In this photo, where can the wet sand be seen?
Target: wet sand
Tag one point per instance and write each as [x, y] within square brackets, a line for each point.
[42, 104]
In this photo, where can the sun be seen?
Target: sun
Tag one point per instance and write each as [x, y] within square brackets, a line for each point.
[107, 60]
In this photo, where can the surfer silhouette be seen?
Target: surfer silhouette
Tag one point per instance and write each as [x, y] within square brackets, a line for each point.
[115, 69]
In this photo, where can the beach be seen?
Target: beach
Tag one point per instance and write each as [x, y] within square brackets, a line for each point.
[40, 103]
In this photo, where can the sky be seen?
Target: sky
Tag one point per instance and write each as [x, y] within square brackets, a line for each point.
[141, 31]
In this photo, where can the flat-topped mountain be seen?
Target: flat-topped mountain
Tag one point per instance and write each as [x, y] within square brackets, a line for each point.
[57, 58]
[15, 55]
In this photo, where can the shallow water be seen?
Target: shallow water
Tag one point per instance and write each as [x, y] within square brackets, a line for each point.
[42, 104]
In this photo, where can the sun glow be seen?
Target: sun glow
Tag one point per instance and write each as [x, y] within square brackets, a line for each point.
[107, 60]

────────────────────────────────────────

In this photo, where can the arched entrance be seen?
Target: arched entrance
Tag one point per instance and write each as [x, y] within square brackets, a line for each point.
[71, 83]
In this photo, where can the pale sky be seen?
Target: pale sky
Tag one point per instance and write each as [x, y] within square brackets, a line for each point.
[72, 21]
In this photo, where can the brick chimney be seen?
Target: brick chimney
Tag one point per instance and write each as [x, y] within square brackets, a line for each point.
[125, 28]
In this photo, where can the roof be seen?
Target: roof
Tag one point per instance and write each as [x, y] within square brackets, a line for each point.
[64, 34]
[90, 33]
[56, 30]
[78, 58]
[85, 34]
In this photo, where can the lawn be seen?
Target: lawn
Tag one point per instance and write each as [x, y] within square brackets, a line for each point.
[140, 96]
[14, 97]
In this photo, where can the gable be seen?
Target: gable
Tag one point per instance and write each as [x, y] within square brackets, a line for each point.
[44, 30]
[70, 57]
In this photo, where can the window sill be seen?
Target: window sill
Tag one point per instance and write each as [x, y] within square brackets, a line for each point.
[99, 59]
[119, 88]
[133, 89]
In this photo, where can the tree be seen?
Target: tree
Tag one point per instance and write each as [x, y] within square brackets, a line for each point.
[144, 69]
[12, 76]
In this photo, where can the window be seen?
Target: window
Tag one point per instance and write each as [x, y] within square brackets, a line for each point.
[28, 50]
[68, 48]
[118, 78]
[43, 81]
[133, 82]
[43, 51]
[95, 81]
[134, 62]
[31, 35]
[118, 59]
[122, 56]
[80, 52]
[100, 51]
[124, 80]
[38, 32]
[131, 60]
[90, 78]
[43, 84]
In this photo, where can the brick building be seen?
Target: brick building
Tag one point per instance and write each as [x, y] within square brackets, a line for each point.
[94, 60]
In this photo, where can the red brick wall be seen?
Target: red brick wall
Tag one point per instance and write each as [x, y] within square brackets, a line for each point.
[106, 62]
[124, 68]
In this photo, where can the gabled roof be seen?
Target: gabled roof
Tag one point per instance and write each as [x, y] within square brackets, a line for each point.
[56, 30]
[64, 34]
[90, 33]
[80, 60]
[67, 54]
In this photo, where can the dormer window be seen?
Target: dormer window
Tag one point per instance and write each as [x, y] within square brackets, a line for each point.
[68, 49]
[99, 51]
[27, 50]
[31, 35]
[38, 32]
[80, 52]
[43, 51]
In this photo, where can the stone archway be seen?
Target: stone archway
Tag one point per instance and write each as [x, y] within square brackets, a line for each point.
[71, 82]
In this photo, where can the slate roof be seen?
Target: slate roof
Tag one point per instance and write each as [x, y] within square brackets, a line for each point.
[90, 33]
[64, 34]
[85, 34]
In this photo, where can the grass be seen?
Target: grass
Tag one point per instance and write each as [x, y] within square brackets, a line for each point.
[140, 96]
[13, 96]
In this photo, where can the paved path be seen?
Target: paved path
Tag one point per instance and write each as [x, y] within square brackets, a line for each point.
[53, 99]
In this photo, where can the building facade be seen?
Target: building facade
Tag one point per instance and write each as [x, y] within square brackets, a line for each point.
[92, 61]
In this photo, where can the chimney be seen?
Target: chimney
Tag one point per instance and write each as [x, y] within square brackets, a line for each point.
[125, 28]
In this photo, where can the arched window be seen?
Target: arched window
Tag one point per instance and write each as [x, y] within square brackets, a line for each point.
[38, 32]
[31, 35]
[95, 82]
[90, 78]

────────────────────────────────────────

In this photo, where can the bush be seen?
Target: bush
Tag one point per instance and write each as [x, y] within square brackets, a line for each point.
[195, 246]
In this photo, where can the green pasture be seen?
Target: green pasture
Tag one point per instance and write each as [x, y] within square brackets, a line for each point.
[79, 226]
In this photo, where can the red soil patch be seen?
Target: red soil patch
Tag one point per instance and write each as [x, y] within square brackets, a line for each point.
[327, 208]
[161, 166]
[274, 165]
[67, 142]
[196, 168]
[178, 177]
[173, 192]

────────────────────────────────────────

> [About this exercise]:
Across the listing above, find all lines where the word "mountain" is present and copy them.

> [Finished task]:
In this photo, where can the flat-topped mountain be seen?
Target: flat-topped mountain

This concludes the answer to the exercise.